**DATA RECORDS**
* * * * *
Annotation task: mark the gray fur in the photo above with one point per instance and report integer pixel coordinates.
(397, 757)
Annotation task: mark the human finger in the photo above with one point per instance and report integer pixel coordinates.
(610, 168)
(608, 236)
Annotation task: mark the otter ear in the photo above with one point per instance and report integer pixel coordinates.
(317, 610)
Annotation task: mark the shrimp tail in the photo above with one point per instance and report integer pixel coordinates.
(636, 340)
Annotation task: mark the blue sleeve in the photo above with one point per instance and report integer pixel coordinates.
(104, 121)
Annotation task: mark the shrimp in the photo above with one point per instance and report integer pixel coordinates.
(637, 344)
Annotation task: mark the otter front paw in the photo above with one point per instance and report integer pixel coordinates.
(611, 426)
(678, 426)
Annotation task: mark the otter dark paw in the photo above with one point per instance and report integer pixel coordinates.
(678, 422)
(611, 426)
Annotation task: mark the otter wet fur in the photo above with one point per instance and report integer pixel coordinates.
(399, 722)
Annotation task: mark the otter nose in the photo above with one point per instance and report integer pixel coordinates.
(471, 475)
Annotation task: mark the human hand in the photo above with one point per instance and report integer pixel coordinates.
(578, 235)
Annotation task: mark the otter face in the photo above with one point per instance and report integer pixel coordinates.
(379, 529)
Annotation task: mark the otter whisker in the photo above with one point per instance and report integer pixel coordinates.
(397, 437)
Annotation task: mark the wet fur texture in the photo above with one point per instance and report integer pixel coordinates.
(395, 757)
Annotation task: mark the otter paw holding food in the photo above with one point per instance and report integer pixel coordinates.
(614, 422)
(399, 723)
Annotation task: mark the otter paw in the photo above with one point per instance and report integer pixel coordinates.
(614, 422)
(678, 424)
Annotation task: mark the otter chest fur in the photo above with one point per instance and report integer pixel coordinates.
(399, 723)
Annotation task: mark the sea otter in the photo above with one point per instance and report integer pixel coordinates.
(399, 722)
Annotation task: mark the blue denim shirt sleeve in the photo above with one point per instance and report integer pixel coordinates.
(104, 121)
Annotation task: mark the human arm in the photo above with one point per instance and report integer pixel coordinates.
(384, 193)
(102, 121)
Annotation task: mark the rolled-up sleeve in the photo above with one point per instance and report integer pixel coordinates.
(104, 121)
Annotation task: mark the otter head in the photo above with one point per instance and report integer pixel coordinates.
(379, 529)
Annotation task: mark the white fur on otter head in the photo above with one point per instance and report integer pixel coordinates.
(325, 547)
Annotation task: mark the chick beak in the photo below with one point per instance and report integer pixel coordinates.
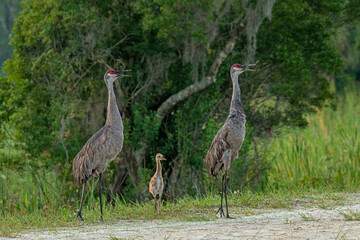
(120, 73)
(247, 67)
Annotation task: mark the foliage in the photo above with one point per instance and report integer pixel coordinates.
(326, 152)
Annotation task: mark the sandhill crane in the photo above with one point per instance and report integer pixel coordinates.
(156, 184)
(227, 142)
(103, 146)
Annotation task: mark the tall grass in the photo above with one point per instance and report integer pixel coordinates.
(327, 152)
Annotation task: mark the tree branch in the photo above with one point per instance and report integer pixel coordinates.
(206, 81)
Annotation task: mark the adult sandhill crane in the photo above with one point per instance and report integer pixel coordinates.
(227, 142)
(103, 146)
(156, 184)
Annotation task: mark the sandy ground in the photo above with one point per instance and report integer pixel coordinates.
(311, 223)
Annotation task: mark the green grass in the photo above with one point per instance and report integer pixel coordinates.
(313, 167)
(199, 208)
(350, 215)
(327, 152)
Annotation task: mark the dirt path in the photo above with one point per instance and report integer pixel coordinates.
(312, 223)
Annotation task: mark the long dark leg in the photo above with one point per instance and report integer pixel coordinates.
(159, 203)
(82, 199)
(155, 204)
(227, 210)
(100, 193)
(221, 210)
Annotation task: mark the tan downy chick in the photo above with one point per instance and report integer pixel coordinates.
(156, 185)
* * * * *
**WORK INSTRUCTIONS**
Every entry must be written out exactly, with all pictures left out.

**THE ANSWER**
Annotation task: mark the gray fur in the photo above with one point per instance and report integer pixel coordinates.
(397, 757)
Annotation task: mark the human finger in the photo above with one point per instance and report integer pixel coordinates.
(610, 168)
(608, 236)
Annotation task: mark the otter ear in the photo above with one point per instance and report integer pixel coordinates.
(317, 610)
Annotation task: mark the shrimp tail in the photo above with one point per instance and report integer pixel coordinates.
(636, 340)
Annotation task: mark the blue sleeve in the photo above with one point per instance and report integer pixel coordinates.
(104, 121)
Annotation task: mark the shrimp in the photo above with one point per instance and report integer pixel coordinates.
(637, 344)
Annotation task: mark the otter front paw in the photo above with one point per instance and report integer pixel coordinates.
(611, 426)
(678, 426)
Annotation task: mark the otter dark paw in the photo above with one point per instance and report integer pixel coordinates.
(678, 422)
(611, 426)
Annotation task: mark the otter wet fur in the photo above with one point per instance and report integer pixel coordinates.
(399, 722)
Annotation task: mark the otter nose in the photo above with one point per instance and report integer pixel coordinates.
(471, 475)
Annotation task: mark the human hand in the photo above with one point per instance and report integer pixel coordinates.
(578, 235)
Annotation task: mark the otter face in the photo above with one point per instance and report integer pixel coordinates.
(379, 529)
Annotation task: mark the otter whisker in the photo above with one point per instance and report integer pixel coordinates.
(397, 437)
Annotation task: mark the wet fur texture in the photo above with one point per instance and report integer pixel coordinates.
(395, 757)
Annotation task: mark the otter paw holding food in the photo above with one point per instance and report integer pixel coordinates.
(614, 422)
(399, 723)
Annotation task: mark the otter paw in the photo above with one point per instance and report integer pixel coordinates.
(614, 422)
(678, 424)
Annotation task: mark the otter chest fur in the photo above with one point per instance and report integer pixel coordinates.
(399, 723)
Annotation task: mark the sea otter in the photo above with one point per instance and report integer pixel coordinates.
(399, 722)
Annotation task: mark the blue denim shirt sleeve in the photo above with one point per instance and report integer pixel coordinates.
(104, 121)
Annotation task: mark the human arm in the photo above with one point per instance and report integer pixel coordinates.
(384, 193)
(102, 121)
Annotation task: mark the rolled-up sleeve in the photo above with one point per instance and report integer pixel coordinates.
(104, 121)
Annotation task: mark the otter head in the photo above with one point per instance and report integer pixel coordinates.
(379, 529)
Annotation task: mark the white fur on otter head in the photo above with one point per instance and report integer pixel coordinates.
(325, 547)
Annotation task: mark the chick beak in the photo below with one point per instance and report integer pixel coordinates.
(120, 73)
(247, 67)
Annotation task: mark the foliage in the photo above with one point per instance and report integer pixel coordinates.
(326, 152)
Annotation task: mark the sandhill crane in the photo above with one point per instance and report integer pixel coordinates.
(156, 184)
(227, 142)
(103, 146)
Annotation task: mark the tall grass in the photo above with one point per instance and report integer pixel coordinates.
(327, 152)
Annotation task: mark the tree branch in the photo above with one point per instance and report integer pixel coordinates.
(206, 81)
Annotation task: mark the adult sandhill crane in the photo above with one point per instance and report integer pixel coordinates.
(227, 142)
(103, 146)
(156, 184)
Annotation task: mark the sandy ground in the photo above with one point per instance and report integer pixel coordinates.
(311, 223)
Annotation task: mark the green grass in the photo above with one point per instance and report integer pixel coordinates.
(313, 167)
(199, 208)
(350, 215)
(327, 152)
Annotation task: mark the dirt path in the photo above with one point per instance and report integer pixel coordinates.
(312, 223)
Annotation task: mark the long dark leg in the photo above with one point per instance and report integer pixel coordinates.
(159, 203)
(82, 199)
(155, 204)
(227, 210)
(100, 193)
(221, 210)
Annotation task: mark the tan downy chick in the photo above with one point per instance and report integer pixel coordinates.
(156, 185)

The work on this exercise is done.